EXTRACTED MATERIAL start

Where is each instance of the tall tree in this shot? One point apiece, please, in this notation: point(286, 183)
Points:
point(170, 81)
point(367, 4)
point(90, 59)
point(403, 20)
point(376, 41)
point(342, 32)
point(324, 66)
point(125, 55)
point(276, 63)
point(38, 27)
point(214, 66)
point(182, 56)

EXTRACTED MATERIAL end

- _PROBLEM_: Copy the entries above line for line, leaving every character unchanged.

- _THE COMPLETED TASK_:
Where is each instance of the tall tree in this shot? One point apiece, please, in this notation: point(286, 183)
Points:
point(170, 81)
point(367, 4)
point(90, 59)
point(403, 20)
point(376, 41)
point(342, 32)
point(324, 66)
point(125, 55)
point(276, 63)
point(38, 27)
point(214, 66)
point(182, 56)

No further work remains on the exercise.